_Task to complete:_ Restate the entries below without a single change.
——————————
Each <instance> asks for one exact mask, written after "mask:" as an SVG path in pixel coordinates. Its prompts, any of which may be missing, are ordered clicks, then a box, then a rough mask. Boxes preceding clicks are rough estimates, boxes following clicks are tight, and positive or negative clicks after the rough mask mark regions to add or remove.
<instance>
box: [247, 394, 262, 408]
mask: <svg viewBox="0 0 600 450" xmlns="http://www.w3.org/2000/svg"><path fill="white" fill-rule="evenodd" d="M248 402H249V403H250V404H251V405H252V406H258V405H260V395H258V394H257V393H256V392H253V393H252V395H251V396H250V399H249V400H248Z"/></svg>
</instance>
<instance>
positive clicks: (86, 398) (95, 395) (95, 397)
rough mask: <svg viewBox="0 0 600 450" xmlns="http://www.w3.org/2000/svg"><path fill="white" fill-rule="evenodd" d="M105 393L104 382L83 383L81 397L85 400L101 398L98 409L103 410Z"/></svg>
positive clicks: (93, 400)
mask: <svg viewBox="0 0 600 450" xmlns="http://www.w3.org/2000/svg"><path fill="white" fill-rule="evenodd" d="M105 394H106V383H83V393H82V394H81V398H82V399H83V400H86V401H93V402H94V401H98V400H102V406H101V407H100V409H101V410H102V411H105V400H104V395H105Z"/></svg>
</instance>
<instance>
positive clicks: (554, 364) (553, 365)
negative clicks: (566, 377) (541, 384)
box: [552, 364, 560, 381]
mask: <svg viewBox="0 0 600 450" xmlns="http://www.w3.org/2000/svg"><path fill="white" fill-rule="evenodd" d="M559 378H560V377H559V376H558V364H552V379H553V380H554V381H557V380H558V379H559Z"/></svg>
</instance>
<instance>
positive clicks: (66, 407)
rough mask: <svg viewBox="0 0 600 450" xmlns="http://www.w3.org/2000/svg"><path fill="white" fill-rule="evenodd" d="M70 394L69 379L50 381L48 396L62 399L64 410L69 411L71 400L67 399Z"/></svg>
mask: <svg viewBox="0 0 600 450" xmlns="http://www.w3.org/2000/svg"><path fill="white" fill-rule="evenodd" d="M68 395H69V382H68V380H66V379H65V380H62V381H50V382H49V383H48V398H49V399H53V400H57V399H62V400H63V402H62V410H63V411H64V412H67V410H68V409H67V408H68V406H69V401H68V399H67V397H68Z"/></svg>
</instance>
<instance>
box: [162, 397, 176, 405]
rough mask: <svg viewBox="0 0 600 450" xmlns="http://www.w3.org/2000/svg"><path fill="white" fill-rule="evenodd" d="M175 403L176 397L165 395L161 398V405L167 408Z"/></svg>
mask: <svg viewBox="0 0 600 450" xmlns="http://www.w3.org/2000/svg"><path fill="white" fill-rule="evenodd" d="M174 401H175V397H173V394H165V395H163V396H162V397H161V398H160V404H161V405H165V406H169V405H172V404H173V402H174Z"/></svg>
——————————
_Finished task:_
Each <instance> asks for one exact mask, written after "mask:" as an SVG path in pixel coordinates. Its prompts, any of which may be missing, are ordered clicks, then a box, then a rough mask. Boxes preceding clicks are rough estimates, boxes following clicks are tight, and positive or negative clicks after the rough mask mark regions to add or remove.
<instance>
box: [247, 394, 262, 408]
mask: <svg viewBox="0 0 600 450" xmlns="http://www.w3.org/2000/svg"><path fill="white" fill-rule="evenodd" d="M248 402H249V403H250V404H251V405H252V406H258V405H260V395H258V394H257V393H256V392H253V393H252V395H251V396H250V399H249V400H248Z"/></svg>
</instance>
<instance>
positive clicks: (86, 398) (95, 395) (95, 397)
rough mask: <svg viewBox="0 0 600 450" xmlns="http://www.w3.org/2000/svg"><path fill="white" fill-rule="evenodd" d="M105 393L104 382L83 383L81 397L85 400L101 398L98 409L103 410Z"/></svg>
positive clicks: (93, 400)
mask: <svg viewBox="0 0 600 450" xmlns="http://www.w3.org/2000/svg"><path fill="white" fill-rule="evenodd" d="M105 394H106V383H83V393H82V394H81V398H82V399H83V400H86V401H93V402H94V401H98V400H102V406H101V407H100V409H101V410H102V411H105V400H104V395H105Z"/></svg>
</instance>
<instance>
positive clicks: (554, 364) (553, 365)
negative clicks: (566, 377) (541, 384)
box: [552, 364, 560, 381]
mask: <svg viewBox="0 0 600 450" xmlns="http://www.w3.org/2000/svg"><path fill="white" fill-rule="evenodd" d="M559 378H560V377H559V376H558V364H552V379H553V380H554V381H557V380H558V379H559Z"/></svg>
</instance>
<instance>
positive clicks: (66, 407)
rough mask: <svg viewBox="0 0 600 450" xmlns="http://www.w3.org/2000/svg"><path fill="white" fill-rule="evenodd" d="M70 394L69 379L50 381L48 396L62 399L64 410L69 411L71 400L67 399Z"/></svg>
mask: <svg viewBox="0 0 600 450" xmlns="http://www.w3.org/2000/svg"><path fill="white" fill-rule="evenodd" d="M68 395H69V382H68V380H66V379H65V380H62V381H50V382H49V383H48V398H49V399H53V400H57V399H62V400H63V402H62V410H63V411H64V412H67V410H68V409H67V408H68V406H69V401H68V399H67V397H68Z"/></svg>
</instance>
<instance>
box: [162, 397, 176, 405]
rough mask: <svg viewBox="0 0 600 450" xmlns="http://www.w3.org/2000/svg"><path fill="white" fill-rule="evenodd" d="M175 403L176 397L165 395L161 398V405L167 408Z"/></svg>
mask: <svg viewBox="0 0 600 450" xmlns="http://www.w3.org/2000/svg"><path fill="white" fill-rule="evenodd" d="M174 401H175V397H173V394H165V395H163V396H162V397H161V398H160V404H161V405H165V406H169V405H172V404H173V402H174Z"/></svg>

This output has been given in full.